Data excerpts

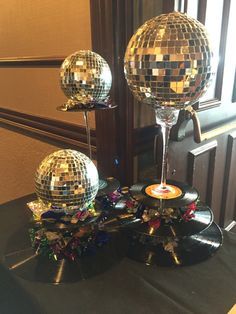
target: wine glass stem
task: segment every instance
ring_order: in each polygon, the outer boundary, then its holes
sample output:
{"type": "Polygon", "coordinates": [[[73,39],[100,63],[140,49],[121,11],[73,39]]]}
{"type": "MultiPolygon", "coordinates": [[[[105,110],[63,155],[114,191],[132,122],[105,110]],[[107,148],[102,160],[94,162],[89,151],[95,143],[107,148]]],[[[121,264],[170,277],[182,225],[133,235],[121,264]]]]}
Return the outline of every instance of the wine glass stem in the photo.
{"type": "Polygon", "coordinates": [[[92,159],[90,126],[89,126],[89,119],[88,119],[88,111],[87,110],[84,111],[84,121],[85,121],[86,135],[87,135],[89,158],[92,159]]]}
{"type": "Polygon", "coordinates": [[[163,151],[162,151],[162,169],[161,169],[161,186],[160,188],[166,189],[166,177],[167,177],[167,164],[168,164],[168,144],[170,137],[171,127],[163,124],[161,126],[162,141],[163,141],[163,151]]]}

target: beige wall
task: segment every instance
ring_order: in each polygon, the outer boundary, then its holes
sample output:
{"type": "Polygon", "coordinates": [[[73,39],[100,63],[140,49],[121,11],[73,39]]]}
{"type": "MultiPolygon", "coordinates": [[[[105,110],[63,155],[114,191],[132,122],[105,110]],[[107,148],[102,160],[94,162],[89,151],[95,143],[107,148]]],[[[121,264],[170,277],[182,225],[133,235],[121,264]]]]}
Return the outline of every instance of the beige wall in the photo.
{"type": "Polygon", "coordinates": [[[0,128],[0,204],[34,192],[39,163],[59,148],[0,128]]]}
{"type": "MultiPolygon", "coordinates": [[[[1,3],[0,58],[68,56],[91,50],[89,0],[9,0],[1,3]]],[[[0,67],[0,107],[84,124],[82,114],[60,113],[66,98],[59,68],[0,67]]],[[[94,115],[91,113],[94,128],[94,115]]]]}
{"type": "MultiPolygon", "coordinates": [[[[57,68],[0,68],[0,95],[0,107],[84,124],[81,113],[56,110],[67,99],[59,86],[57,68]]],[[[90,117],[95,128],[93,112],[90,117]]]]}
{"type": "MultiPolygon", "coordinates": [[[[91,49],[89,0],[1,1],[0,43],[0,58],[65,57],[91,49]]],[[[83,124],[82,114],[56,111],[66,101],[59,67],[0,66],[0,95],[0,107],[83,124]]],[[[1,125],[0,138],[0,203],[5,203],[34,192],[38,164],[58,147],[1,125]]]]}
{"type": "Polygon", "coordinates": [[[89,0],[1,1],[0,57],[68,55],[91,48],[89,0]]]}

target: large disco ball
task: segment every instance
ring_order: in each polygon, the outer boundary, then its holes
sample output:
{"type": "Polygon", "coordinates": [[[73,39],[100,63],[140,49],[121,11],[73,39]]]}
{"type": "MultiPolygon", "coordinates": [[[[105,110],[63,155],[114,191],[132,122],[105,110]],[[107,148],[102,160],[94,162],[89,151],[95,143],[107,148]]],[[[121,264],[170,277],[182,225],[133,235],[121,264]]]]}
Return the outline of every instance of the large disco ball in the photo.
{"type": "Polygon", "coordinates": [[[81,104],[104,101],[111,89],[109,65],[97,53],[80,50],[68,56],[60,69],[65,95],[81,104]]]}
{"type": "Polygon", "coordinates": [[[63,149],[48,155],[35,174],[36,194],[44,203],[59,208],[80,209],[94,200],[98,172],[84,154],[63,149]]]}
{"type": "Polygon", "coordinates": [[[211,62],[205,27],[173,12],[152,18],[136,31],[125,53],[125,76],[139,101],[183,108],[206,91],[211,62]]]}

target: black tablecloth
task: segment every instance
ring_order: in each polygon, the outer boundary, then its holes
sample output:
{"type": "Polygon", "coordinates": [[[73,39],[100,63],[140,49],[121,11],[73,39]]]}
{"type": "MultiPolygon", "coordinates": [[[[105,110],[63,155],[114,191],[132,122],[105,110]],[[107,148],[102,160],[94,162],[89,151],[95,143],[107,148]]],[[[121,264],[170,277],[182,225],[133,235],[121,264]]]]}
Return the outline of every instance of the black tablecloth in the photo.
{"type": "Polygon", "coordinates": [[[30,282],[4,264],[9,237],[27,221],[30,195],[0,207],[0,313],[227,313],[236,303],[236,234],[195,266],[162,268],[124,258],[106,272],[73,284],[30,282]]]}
---
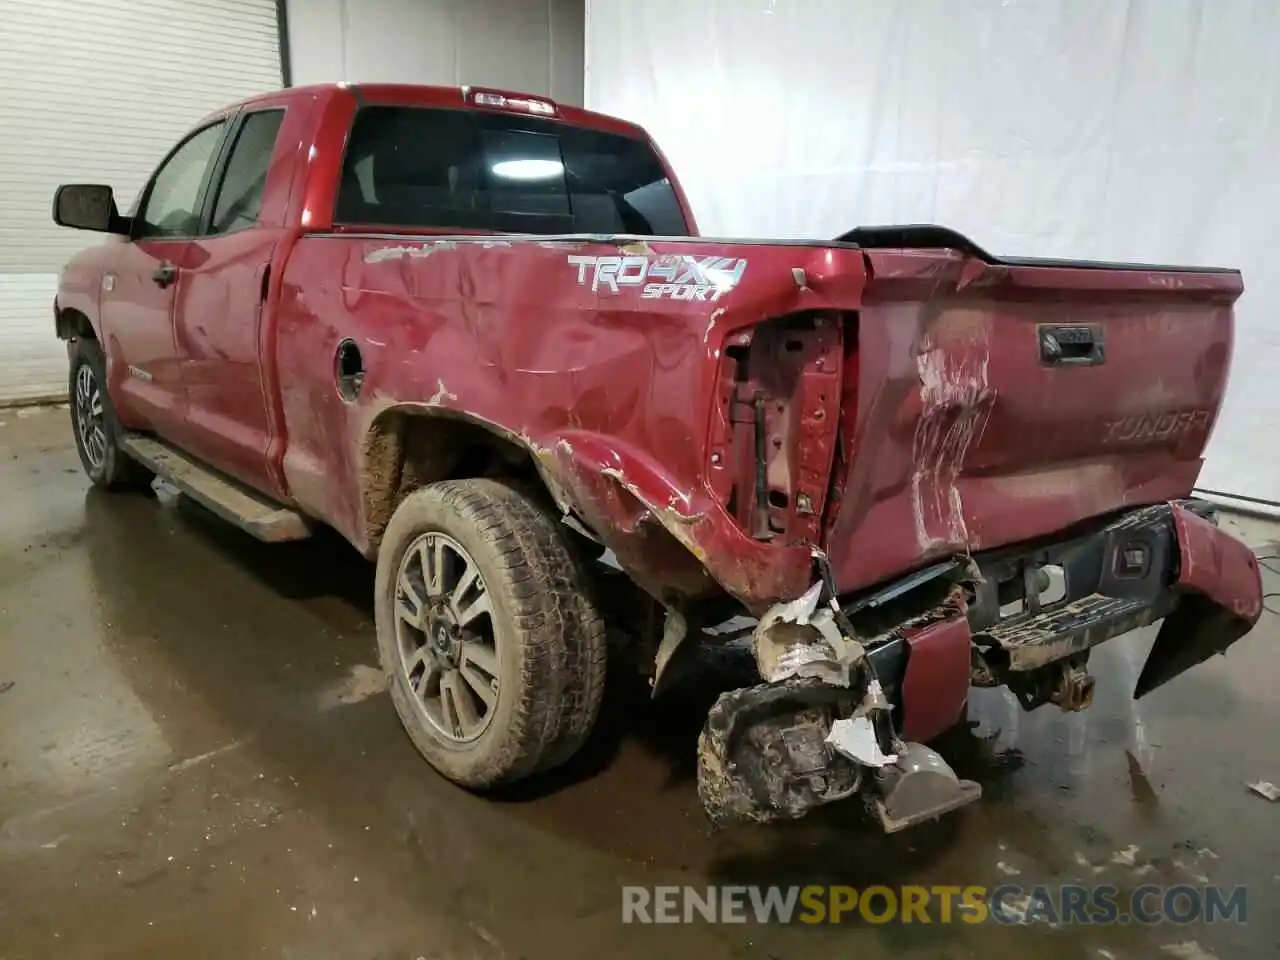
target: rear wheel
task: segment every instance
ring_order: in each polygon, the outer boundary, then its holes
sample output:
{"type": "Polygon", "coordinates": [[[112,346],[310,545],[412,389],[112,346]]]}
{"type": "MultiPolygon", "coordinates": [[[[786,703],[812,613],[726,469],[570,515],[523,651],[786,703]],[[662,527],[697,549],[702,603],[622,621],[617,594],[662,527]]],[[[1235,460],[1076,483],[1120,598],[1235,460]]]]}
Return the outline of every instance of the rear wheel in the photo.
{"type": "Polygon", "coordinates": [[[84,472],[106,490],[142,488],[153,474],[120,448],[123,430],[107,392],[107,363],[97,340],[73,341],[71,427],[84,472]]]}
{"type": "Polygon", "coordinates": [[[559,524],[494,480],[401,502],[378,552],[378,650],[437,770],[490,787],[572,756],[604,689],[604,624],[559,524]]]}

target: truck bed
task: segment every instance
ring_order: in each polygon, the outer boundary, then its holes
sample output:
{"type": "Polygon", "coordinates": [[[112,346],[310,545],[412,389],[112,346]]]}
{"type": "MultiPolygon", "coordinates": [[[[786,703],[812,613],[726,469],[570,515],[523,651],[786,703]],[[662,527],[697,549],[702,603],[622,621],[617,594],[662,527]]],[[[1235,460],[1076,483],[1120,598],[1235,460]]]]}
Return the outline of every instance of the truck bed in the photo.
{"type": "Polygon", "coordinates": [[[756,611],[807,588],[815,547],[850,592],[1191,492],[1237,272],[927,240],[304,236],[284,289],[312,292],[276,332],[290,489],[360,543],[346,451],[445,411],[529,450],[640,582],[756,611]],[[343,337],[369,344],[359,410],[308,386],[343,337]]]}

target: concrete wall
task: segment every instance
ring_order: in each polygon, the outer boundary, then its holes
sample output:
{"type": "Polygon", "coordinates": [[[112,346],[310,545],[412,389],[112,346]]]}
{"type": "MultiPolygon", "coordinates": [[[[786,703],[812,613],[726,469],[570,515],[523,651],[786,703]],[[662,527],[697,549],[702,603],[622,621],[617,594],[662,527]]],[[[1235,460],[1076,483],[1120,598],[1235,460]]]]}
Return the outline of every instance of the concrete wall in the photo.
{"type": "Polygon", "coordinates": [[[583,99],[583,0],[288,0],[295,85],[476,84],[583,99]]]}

▶ [Your assignment]:
Where a line of the data holds the word "target", copy that line.

▶ [Task solution]:
target: wine glass stem
target: beige wall
target: large disco ball
target: black tablecloth
target: rear wheel
target: truck bed
target: concrete wall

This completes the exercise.